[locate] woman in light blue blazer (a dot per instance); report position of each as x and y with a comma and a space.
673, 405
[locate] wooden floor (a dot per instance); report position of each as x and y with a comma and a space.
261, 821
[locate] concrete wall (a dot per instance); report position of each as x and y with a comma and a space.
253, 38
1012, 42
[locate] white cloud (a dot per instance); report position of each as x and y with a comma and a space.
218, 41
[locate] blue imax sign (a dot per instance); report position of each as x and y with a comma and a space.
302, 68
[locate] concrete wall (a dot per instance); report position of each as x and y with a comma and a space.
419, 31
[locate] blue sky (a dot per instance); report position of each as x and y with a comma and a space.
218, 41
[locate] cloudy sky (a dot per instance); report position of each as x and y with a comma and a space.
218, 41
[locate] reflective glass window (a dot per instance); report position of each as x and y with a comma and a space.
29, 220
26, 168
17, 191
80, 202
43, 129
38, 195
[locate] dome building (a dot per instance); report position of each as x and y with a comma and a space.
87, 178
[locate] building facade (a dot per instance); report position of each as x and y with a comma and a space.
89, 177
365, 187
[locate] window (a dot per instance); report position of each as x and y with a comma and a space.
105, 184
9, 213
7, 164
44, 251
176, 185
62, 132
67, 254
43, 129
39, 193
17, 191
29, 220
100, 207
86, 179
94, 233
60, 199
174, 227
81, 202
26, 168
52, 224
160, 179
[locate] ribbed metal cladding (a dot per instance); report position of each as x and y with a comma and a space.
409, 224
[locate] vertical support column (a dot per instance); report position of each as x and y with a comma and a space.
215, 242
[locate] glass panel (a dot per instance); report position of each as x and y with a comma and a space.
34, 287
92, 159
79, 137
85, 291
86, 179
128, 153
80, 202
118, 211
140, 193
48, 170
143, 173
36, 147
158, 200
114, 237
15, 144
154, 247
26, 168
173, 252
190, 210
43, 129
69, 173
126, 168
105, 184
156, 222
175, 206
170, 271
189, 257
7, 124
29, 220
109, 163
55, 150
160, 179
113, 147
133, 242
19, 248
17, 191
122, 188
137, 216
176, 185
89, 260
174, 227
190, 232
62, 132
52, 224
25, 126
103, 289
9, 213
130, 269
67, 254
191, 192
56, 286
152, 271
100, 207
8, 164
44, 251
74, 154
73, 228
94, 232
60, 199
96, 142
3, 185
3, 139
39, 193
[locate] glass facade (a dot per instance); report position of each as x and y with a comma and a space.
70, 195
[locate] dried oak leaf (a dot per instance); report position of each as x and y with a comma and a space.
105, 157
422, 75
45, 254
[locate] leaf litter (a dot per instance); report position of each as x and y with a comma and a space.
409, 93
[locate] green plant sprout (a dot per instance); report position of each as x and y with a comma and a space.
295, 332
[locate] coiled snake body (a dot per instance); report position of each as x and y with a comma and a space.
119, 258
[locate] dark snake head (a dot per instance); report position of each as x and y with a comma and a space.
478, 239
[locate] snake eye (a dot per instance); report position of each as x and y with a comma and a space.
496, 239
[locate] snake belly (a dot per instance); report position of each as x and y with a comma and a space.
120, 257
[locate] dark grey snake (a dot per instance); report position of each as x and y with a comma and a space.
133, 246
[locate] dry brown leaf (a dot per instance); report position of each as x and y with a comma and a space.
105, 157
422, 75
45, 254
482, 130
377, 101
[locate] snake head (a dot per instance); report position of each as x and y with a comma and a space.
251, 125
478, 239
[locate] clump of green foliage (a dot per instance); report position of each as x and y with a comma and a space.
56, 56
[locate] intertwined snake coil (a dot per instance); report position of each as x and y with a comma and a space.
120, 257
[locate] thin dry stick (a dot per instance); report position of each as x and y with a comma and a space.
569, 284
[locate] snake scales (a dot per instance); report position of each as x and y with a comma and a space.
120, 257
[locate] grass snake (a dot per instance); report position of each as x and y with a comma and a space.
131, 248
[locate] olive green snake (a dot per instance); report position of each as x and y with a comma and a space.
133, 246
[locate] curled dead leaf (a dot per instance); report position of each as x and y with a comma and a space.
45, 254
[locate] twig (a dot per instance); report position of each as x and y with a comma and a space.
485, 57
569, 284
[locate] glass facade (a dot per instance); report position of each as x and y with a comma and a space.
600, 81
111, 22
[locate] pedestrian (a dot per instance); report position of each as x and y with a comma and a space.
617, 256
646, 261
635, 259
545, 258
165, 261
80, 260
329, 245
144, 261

▶ **GIVEN EXERCISE**
Render every line of the records above as a Markdown table with the columns "Row" and "Entry", numbering the rows in order and leaving out any blank lines.

▶ **RESULT OF THE TASK**
| Row | Entry |
|---|---|
| 1 | [locate] woman in light blue blazer (a dot per instance); report position of each as x and y with a comma and a space. |
| 2 | 673, 405 |
| 3 | [locate] wooden floor (a dot per instance); report position of each as x and y with a comma and a space. |
| 4 | 261, 821 |
| 5 | [locate] concrete wall (a dot per instance); report position of each as x and y with a comma and a space. |
| 6 | 253, 38 |
| 7 | 1012, 42 |
| 8 | [locate] white cloud (a dot per instance); report position of each as x and y with a comma and a space. |
| 9 | 218, 41 |
| 10 | [locate] blue imax sign (a dot per instance); report position of each as x and y with a comma and a space. |
| 11 | 302, 68 |
| 12 | [locate] concrete wall (a dot per instance); report position of each as x and y with a comma and a space. |
| 13 | 419, 31 |
| 14 | [locate] blue sky (a dot per instance); report position of each as x and y with a comma and a space. |
| 15 | 218, 41 |
| 16 | [locate] cloudy sky (a dot per instance); report position of each as x and y with a comma and a space. |
| 17 | 218, 41 |
| 18 | [locate] reflective glass window (a dot per instance); report position of each as x and y with a comma and a space. |
| 19 | 29, 220 |
| 20 | 26, 168 |
| 21 | 17, 191 |
| 22 | 80, 202 |
| 23 | 43, 129 |
| 24 | 38, 195 |
| 25 | [locate] dome building (a dot per instance); report position of each as x and y with a comma and a space. |
| 26 | 87, 178 |
| 27 | [locate] building facade (a dot per instance); report position of each as x and y with a comma and a space. |
| 28 | 89, 177 |
| 29 | 365, 187 |
| 30 | [locate] window (a dot per instance); report position of each as x and y with a comma and a space. |
| 31 | 105, 184 |
| 32 | 9, 213 |
| 33 | 7, 164 |
| 34 | 44, 251 |
| 35 | 176, 185 |
| 36 | 62, 132 |
| 37 | 67, 254 |
| 38 | 43, 129 |
| 39 | 39, 193 |
| 40 | 17, 191 |
| 41 | 29, 220 |
| 42 | 100, 207 |
| 43 | 86, 179 |
| 44 | 94, 233 |
| 45 | 60, 199 |
| 46 | 174, 227 |
| 47 | 81, 202 |
| 48 | 26, 168 |
| 49 | 52, 224 |
| 50 | 160, 179 |
| 51 | [locate] ribbed metal cladding (a dot per instance); report position of each as x and y with a comma and a space. |
| 52 | 409, 224 |
| 53 | [locate] vertical support column (a dot per instance); report position of each as x and y with a comma and a space. |
| 54 | 215, 242 |
| 55 | [locate] glass panel (a dot per instance); report position of each as x and y with a comma and a space. |
| 56 | 34, 287 |
| 57 | 92, 159 |
| 58 | 79, 137 |
| 59 | 85, 291 |
| 60 | 86, 179 |
| 61 | 128, 153 |
| 62 | 80, 202 |
| 63 | 118, 211 |
| 64 | 140, 193 |
| 65 | 48, 170 |
| 66 | 143, 173 |
| 67 | 36, 147 |
| 68 | 158, 200 |
| 69 | 114, 237 |
| 70 | 15, 144 |
| 71 | 154, 247 |
| 72 | 26, 168 |
| 73 | 173, 252 |
| 74 | 190, 210 |
| 75 | 43, 129 |
| 76 | 69, 173 |
| 77 | 126, 168 |
| 78 | 105, 184 |
| 79 | 156, 222 |
| 80 | 175, 206 |
| 81 | 170, 271 |
| 82 | 189, 257 |
| 83 | 7, 124 |
| 84 | 29, 220 |
| 85 | 109, 163 |
| 86 | 55, 150 |
| 87 | 160, 179 |
| 88 | 113, 147 |
| 89 | 133, 242 |
| 90 | 19, 248 |
| 91 | 17, 191 |
| 92 | 122, 188 |
| 93 | 137, 216 |
| 94 | 176, 185 |
| 95 | 89, 260 |
| 96 | 174, 227 |
| 97 | 190, 232 |
| 98 | 62, 132 |
| 99 | 52, 224 |
| 100 | 25, 126 |
| 101 | 103, 289 |
| 102 | 9, 213 |
| 103 | 130, 269 |
| 104 | 67, 254 |
| 105 | 191, 192 |
| 106 | 56, 286 |
| 107 | 152, 271 |
| 108 | 100, 207 |
| 109 | 8, 164 |
| 110 | 44, 251 |
| 111 | 74, 154 |
| 112 | 73, 228 |
| 113 | 94, 232 |
| 114 | 60, 199 |
| 115 | 96, 142 |
| 116 | 3, 185 |
| 117 | 3, 139 |
| 118 | 39, 193 |
| 119 | [locate] glass facade (a dot per instance); report position of each as x and y with a comma and a space. |
| 120 | 70, 195 |
| 121 | [locate] dried oak leaf (a dot per instance); report position of each as x and y with a comma and a space. |
| 122 | 105, 157 |
| 123 | 422, 75 |
| 124 | 45, 254 |
| 125 | [locate] leaf litter (a dot per instance); report position of each as x and y with a comma and a space. |
| 126 | 409, 93 |
| 127 | [locate] green plant sprout (a dot per instance); report position of each as x and y with a comma and a space. |
| 128 | 295, 332 |
| 129 | [locate] coiled snake body (a dot per instance); report position of each as x and y with a comma and a space. |
| 130 | 119, 258 |
| 131 | [locate] dark snake head (a dot per instance); report position of each as x and y with a comma and a space. |
| 132 | 478, 239 |
| 133 | [locate] snake eye (a dot per instance); report position of each as x and y with a comma and a space. |
| 134 | 496, 239 |
| 135 | [locate] snake belly (a dot per instance); report position of each as x and y with a comma and a space. |
| 136 | 120, 257 |
| 137 | [locate] dark grey snake (a dot per instance); report position of each as x and y with a comma and a space. |
| 138 | 133, 246 |
| 139 | [locate] dry brown leaf (a dot per instance); report position of each as x and y with a comma and a space. |
| 140 | 105, 157 |
| 141 | 422, 75 |
| 142 | 45, 254 |
| 143 | 482, 130 |
| 144 | 377, 101 |
| 145 | [locate] snake head (a dot per instance); report position of each as x and y with a comma and a space. |
| 146 | 251, 125 |
| 147 | 478, 239 |
| 148 | [locate] clump of green foliage (a dot per instance); report position of each as x and y with a comma and a space. |
| 149 | 56, 56 |
| 150 | [locate] intertwined snake coil (a dot per instance); report position of each as x and y with a comma and a space. |
| 151 | 120, 257 |
| 152 | [locate] thin dry stick (a dot per instance); report position of each as x and y with a comma and a space. |
| 153 | 569, 284 |
| 154 | [locate] snake scales (a dot per instance); report position of each as x and y with a comma and a space. |
| 155 | 120, 257 |
| 156 | [locate] grass snake (a dot per instance); report position of each as x and y with a comma and a space. |
| 157 | 131, 248 |
| 158 | [locate] olive green snake (a dot per instance); report position of each as x and y with a comma and a space. |
| 159 | 133, 246 |
| 160 | [locate] curled dead leaf (a dot per instance); report position of each as x and y with a comma and a space. |
| 161 | 45, 254 |
| 162 | [locate] twig (a dot per instance); report position of each as x and y with a comma and a space. |
| 163 | 485, 57 |
| 164 | 569, 284 |
| 165 | [locate] glass facade (a dot per instance); report position of each as x and y with a comma and a space. |
| 166 | 600, 81 |
| 167 | 111, 22 |
| 168 | [locate] pedestrian (a dot per instance); report position of each as x and y with a comma and a space. |
| 169 | 617, 256 |
| 170 | 646, 261 |
| 171 | 635, 259 |
| 172 | 545, 258 |
| 173 | 165, 261 |
| 174 | 80, 260 |
| 175 | 329, 245 |
| 176 | 144, 261 |